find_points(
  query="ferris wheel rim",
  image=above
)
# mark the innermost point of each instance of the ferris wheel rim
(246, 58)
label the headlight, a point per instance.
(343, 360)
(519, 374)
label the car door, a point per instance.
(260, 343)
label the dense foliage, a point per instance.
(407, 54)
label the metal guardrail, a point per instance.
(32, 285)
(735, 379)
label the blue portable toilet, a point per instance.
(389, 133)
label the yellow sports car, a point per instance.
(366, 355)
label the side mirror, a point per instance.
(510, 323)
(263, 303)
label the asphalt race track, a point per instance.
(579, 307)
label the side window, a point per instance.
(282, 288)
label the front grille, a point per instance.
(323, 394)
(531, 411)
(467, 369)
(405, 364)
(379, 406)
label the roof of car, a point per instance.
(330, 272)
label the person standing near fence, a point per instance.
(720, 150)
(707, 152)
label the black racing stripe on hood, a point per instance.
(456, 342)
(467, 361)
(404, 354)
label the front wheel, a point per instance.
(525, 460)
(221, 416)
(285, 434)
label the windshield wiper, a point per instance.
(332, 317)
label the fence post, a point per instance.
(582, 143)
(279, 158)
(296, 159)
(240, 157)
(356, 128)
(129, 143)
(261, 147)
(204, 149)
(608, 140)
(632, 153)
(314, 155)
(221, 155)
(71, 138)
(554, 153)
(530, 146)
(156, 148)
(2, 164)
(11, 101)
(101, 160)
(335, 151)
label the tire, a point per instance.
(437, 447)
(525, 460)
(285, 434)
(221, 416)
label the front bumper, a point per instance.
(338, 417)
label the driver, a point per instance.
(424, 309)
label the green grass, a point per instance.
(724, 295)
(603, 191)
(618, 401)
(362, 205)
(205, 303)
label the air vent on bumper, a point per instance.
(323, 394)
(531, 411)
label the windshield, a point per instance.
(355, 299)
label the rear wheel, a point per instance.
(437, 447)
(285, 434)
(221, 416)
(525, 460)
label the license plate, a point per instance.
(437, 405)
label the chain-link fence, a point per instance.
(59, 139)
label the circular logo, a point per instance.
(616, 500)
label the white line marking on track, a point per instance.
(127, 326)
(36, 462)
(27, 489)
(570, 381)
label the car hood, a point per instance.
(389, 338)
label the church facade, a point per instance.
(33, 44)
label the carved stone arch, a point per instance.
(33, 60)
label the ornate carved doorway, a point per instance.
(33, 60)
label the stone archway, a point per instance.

==========

__Goal of the exercise__
The response should consist of the entries above, retyped exactly.

__Written response__
find_points(
  query="ferris wheel rim",
  image=above
)
# mark the innermost point of each instance of the ferris wheel rim
(246, 58)
label the headlight, a point per instance.
(343, 360)
(519, 374)
label the car door, a point per instance.
(260, 343)
label the dense foliage, a point per instance.
(407, 54)
label the metal guardrail, a point per instance.
(32, 285)
(735, 379)
label the blue portable toilet, a point per instance.
(389, 133)
label the yellow sports car, a point per instance.
(366, 355)
label the side mirror, a point per instance.
(510, 323)
(263, 303)
label the asphalt race track, a point per instance.
(579, 307)
label the side window, a point per instance.
(282, 288)
label the front grille, a point per instance.
(323, 394)
(531, 411)
(467, 369)
(405, 364)
(379, 406)
label the roof of car, a point per instance.
(330, 272)
label the person standing near fence, a point per instance.
(720, 150)
(707, 152)
label the black racing stripe on hood, a point per instance.
(456, 342)
(467, 361)
(404, 354)
label the front wheel, a point per instance.
(525, 460)
(221, 416)
(285, 434)
label the windshield wiper, a point per instance.
(332, 317)
label the fence post, a point per instance.
(582, 143)
(279, 158)
(296, 159)
(240, 157)
(356, 128)
(129, 143)
(261, 147)
(204, 149)
(608, 140)
(632, 153)
(314, 155)
(221, 155)
(71, 138)
(554, 153)
(530, 146)
(156, 148)
(2, 164)
(11, 101)
(101, 160)
(335, 151)
label the tire, a point per instance.
(437, 447)
(525, 460)
(285, 434)
(221, 416)
label the front bumper, a point per instance.
(338, 417)
label the driver, a point per instance.
(424, 309)
label the green grass, a point per instance.
(724, 295)
(603, 191)
(618, 401)
(362, 205)
(205, 303)
label the air vent on bumper, a point per instance.
(323, 394)
(531, 411)
label the windshield, a point per instance.
(355, 299)
label the rear wheel, a point per instance.
(437, 447)
(285, 434)
(221, 416)
(525, 460)
label the license plate, a point per instance.
(437, 405)
label the chain-link fence, a point per instance.
(59, 139)
label the circular logo, a point per instance.
(616, 500)
label the white line marking on track, a point per instance.
(127, 326)
(36, 462)
(27, 489)
(570, 381)
label the car hood, a point per instance.
(389, 338)
label the church facade, a point per instance.
(33, 44)
label the carved stone arch, a point per instance.
(33, 60)
label the ornate carved doorway, a point per instance.
(33, 60)
label the stone archway, a point per instance.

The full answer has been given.